_EXERCISE AIM:_ In the passage about Lindemann and Churchill, what later title is given for Lindemann?

_PROVIDED PASSAGE:_
+ + +

Snow, who makes no secret of his preference for Tizard, tells of a conversation with Lindemann in which he (Snow) remarked that “the English honours system must cause far more pain than pleasure: that every January and June the pleasure to those who got awards was nothing like so great as the pain of those who did not. Miraculously Lindemann’s sombre, heavy face lit up…With a gleeful sneer he said: ‘Of course it is. It wouldn’t be any use getting an ward if one didn’t think of all the people who were miserable because they hadn’t managed it.'”

Some people did like Lindemann, though–and one of them was Winston Churchill, who though still in the political wilderness was not without influence. Indeed, the future PM considered Lindemann (later to become Lord Cherwell) to be his most trusted advisor on matters of science. If Snow’s version of events is correct, Churchill’s trust and advocacy of Lindemann could have driven a decision resulting in Britain’s losing the war before it even started.

+ + +

_SUPPLIED MATERIAL:_
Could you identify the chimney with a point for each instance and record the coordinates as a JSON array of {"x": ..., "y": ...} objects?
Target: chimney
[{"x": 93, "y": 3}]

+ + +

_EXERCISE SOLUTION:_ Lord Cherwell.